◆ **WORK REQUIRED**:
Copy word for word the section of the Shelter Cove passage below, starting at "Realtor Frances" and ending at "of the place.".

Some Cove old-timers
marvel at the community's present growth boom.
"Ten
years ago, it was a very peaceful place," muses Herb Zastrow
[photo
at right] , a bustling
81-year-old who, with his wife, Chris, manages the Shelter Cove
Motor Inn. "The town was hard to get to. We didn't have
many visitors. There were three motels here then [five now and
a sixth under construction], and the most units they had was
10. In those early days it was nip and tuck to get people back
in here, because nobody knew about the Lost Coast at that time,
and I mean, it WAS lost. I think basically what has really put
us on the map in the last four, five years is the computer --
our ads on the Internet."
Zastrow, who
likes to remind you that the Shelter Cove Motor Inn has 16 guest
units (more than any other motel in town), will tell you: "We're
getting more and more business all the time. We're full probably
40 percent of the weekdays, and on the weekends we're booked
solid."
What happens
in the winter? "Very slow," he admits -- although people
do come on weekends, "to see the stormy seas."
Zastrow, who
previously lived in Shasta, has been coming down to Shelter Cove
on fishing visits for as long as 30 years. "Lots were very
reasonable at that time," he says. And they were still that
way when he took over the motel management in 1993.
"But all
of a sudden it's taken an upswing," he observes. "People
coming in, looking for a place where they can retire. And prices
have probably doubled in the last 10 years.
"We have
everything here than you can ask for -- except that we don't
have doctors, no dentists, you don't have supermarkets, no drug
store. We have the airport [landing strip], which is 3,200 feet
long. And we have access to Mercy Air, out of Redding, which
will fly over here and take you to the hospital."
The airport
runway, incidentally, also comes under RID's management.
"The air
strip is a day strip only," explains Richard Culp, general
manager of the Resort Improvement District. "It's for pilots
who come in with their own fuel to leave with. We have no fuel,
we have no lights, no instrumentation, it's often foggy, and
we have nobody to call to see if the weather's OK."
Past
tragedy
Shelter Cove
has good reason to take such precautions on the airport. The
memories are still vivid today -- 32 years later -- of the tragic
crash of a twin-engine DC-3 airliner as it tried to take off
from the runway, and wound up in the ocean. It was one of those
routine flights into Shelter Cove of salesmen hawking lots in
the budding resort. Seventeen people were killed in the crash,
and seven, remarkably enough, survived.
That 1971 tragedy,
of course, ended flights of the DC-3s or bigger aircraft.
Realtor Frances
Aldridge recalls: "We were there when that plane crashed.
My best friend was killed on that plane."
Love
of place
But what one
hears so frequently from Shelter Cove residents is not about
the problems, but about their love of the place.
Diana
Cistaro [photo
at left] , who
together with her partner David Smollet, owns the Marina motel
and a first-class restaurant that overlooks the bay from which
fishing boats are launched, tells me: "I fell in love with
the place, coming over the hill. Shelter Cove is one of the most
interesting places you could ever imagine.

◆ **DATASET RECORDS**:
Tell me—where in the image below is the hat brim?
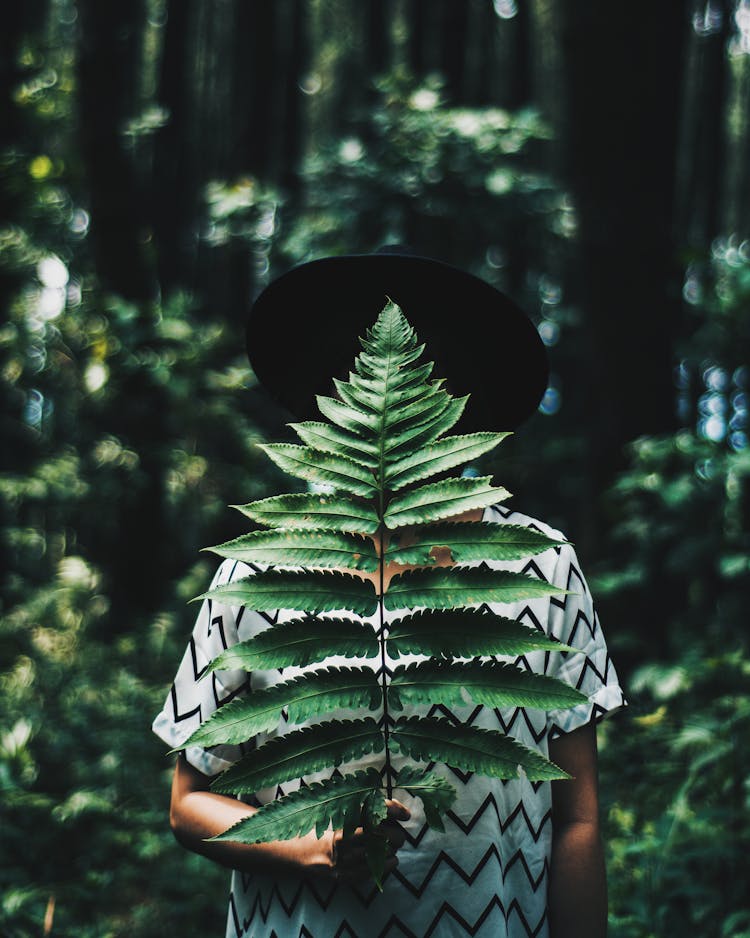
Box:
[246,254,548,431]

...

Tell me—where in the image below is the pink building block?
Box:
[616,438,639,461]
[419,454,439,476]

◆ **SOLUTION**:
Realtor Frances
Aldridge recalls: "We were there when that plane crashed.
My best friend was killed on that plane."
Love
of place
But what one
hears so frequently from Shelter Cove residents is not about
the problems, but about their love of the place.